At today's Telstra Corporation Ltd (ASX: TLS) share price, is it good dividend share to buy with all of the NBN troubles?
Telstra share price

At today’s Telstra Corporation Ltd (ASX: TLS) share price, is it good dividend share to buy?

How’s the Telstra dividend going?

During the crazy last 12 months, Telstra was one of the limited number of blue chips to not cut the dividend. The telco maintained the dividend at $0.16 per share for FY20.

Names like Commonwealth Bank of Australia (ASX: CBA), Transurban Group (ASX: TCL), Macquarie Group Ltd (ASX: MQG) and Woodside Petroleum Limited (ASX: WPL) all cut their dividends.

In-fact the Telstra dividend has been very consistent over the last couple of years, going back to 2019. But going back a little further, the annual dividend was $0.22 per share in 2018 and $0.31 per share in 2017.

Why is the Telstra dividend so much smaller?

Telstra’s profit has been heavily impacted by the shift to the NBN – its margins are much lower, even if its market share of household broadband hasn’t changed that much. The NBN is now taking the lion’s share of the money.

The telco is still making decent profit from its mobile plans division, but that’s also suffering from low-cost competition which has forced Telstra to reduce its prices and increase the data inclusions. Names like TPG Telecom Ltd (ASX: TPG) and Amaysim Australia Ltd (ASX: AYS) have been some of the low-priced competition.

What can the telco do?

There are two or three main things that Telstra can do.

Firstly, within its T22 strategy it is trying to heavily reduce costs from the business seeing as the revenue side of the company isn’t doing much. T22 involves thousands of jobs going, as well as the sale of non-core assets.

Another key idea is for it to take market share in the home broadband space and achieve higher margins. It can achieve this with wireless broadband. In other words, home internet powered by 5G.

The final focus is winning broadly with 5G. A new wave of technology opens up new revenue and profit possibilities for Telstra. Time will tell how much money Telstra can make with 5G, or whether it’s just going to turn into another race to the bottom on low costs for customers over time.

Is the Telstra share price a buy for the dividend?

At the moment, Telstra offers a fully franked dividend yield of 4.7%. Clearly, that’s not a bad yield.

However, there is no growth of the profit or dividend. I think that’s not an encouraging sign. I want to see good total returns from the ASX dividend shares that I look at. Dividends are one-off payments and fade into history once paid. In my opinion, it’s important for the profit growth potential to be there – I don’t see solid organic revenue growth for Telstra over the next couple years or even the foreseeable future.

At the time of publishing, the author of this article does not have a financial or commercial interest in any of the companies mentioned.

> **Source data**:
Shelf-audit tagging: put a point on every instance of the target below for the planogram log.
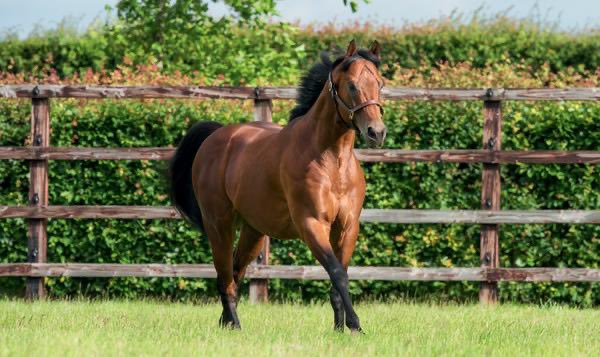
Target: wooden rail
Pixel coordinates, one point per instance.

> **Instructions to follow**: According to the Telstra dividend article, at what level per share did Telstra maintain its dividend for FY20? The listing is material separate from the Telstra dividend article.

> **Solution**: $0.16 per share.